**Assignment:** Repeat the passage on platelet-rich plasma for knee osteoarthritis word for word, between "Despite poorer results, patients" and "the cytokine level.", inclusive.

A meta-analysis in a systematic review of 16 studies, including 1543 patients, pooled International Knee Documentation Committee (IKDC), WOMAC and Knee Injury and Osteoarthritis Outcome Score (KOOS) scales to compare knee function scores before platelet-rich plasma treatment against scores after treatment. The study reported an overall standardized mean difference, at 12 months, of 2.9 in favour of post-treatment scores.
In a randomised controlled trial of 120 patients treated by platelet-rich plasma (n=60) or hyaluronic acid injections (n=60), mean total WOMAC scores (ranging from 0 to 96 with lower scores indicating better outcomes) improved from 79.6 to 36.5 in the platelet-rich plasma group (p<0.01) and from 75.4 to 65.1 in the hyaluronic acid group (p<0.01) at 6‑month follow-up. Improvements were greater in the platelet-rich plasma group (p<0.001).
A randomized prospective study conducted in Turkey included a total of 102 patients with grade 3 knee OA, randomly divided into three groups: Group 1 received a single injection of PRP, Group 2 received two injections of PRP two weeks apart, Group 3 received three injections of PRP at 2-weeks intervals. One of the major results of this study was the effectiveness of PRP treatment for pain and physical function in grade 3 knee OA. However, the effectiveness of a single injection was found to be significantly lower than that of two or three injections. In this study, during the follow-up period, significant improvements were observed in the VAS, WOMAC and TUG values of all of the three groups compared to their pre-injection values, and they showed a tendency of gradual decrease over time.
Despite poorer results, patients with advanced OA still benefit from PRP. In a comparative study of PRP and hyaluronic acid (HA) in grade 1–3 knee OA, the PRP group showed significantly better results after 6 months and the worst results were observed in HA-treated subjects with grade 3 knee OA). Kon et al. speculate that additional biological mechanisms, not currently known, are responsible for the improvement of OA symptoms after PRP treatment). In the advanced stages of OA, PRP might not have a direct effect on the chondrocyte anabolic process, but an anti-inflammatory effect through the regulation of joint homeostasis and the cytokine level.

(Stored data)
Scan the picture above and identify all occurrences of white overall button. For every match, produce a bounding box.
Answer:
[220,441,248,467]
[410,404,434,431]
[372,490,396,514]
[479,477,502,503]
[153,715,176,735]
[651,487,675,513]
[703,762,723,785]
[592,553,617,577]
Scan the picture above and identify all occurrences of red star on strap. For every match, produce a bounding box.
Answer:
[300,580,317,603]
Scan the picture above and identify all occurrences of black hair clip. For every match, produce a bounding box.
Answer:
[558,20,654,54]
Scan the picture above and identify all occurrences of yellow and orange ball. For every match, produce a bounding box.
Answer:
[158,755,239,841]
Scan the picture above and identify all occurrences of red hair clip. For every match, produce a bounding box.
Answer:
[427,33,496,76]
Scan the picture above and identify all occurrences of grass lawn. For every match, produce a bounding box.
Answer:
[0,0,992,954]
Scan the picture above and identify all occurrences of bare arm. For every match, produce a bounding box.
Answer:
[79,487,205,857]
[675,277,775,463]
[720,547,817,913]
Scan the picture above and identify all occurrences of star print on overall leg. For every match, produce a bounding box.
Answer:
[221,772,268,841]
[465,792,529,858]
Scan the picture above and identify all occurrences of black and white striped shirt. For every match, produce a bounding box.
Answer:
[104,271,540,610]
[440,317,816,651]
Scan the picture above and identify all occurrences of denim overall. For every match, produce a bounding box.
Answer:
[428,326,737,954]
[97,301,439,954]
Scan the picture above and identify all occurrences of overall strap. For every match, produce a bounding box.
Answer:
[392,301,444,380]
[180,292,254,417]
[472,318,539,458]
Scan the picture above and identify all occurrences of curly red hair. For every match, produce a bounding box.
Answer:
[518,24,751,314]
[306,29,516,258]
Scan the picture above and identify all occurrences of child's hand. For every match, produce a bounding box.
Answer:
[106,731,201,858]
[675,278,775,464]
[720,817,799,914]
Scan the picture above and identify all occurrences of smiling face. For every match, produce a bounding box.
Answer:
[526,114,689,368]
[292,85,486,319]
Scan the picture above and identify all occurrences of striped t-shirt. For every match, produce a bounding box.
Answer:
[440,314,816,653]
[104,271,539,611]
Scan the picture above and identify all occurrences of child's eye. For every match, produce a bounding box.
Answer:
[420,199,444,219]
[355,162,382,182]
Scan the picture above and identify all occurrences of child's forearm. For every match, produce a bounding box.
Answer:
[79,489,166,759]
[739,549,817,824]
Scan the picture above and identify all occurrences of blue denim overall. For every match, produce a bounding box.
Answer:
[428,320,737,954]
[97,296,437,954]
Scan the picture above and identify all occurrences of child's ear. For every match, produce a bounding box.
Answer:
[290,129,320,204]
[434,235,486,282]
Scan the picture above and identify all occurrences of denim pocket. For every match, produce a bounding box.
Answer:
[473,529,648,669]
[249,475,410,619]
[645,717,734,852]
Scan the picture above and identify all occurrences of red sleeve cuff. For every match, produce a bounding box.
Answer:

**Output:**
Despite poorer results, patients with advanced OA still benefit from PRP. In a comparative study of PRP and hyaluronic acid (HA) in grade 1–3 knee OA, the PRP group showed significantly better results after 6 months and the worst results were observed in HA-treated subjects with grade 3 knee OA). Kon et al. speculate that additional biological mechanisms, not currently known, are responsible for the improvement of OA symptoms after PRP treatment). In the advanced stages of OA, PRP might not have a direct effect on the chondrocyte anabolic process, but an anti-inflammatory effect through the regulation of joint homeostasis and the cytokine level.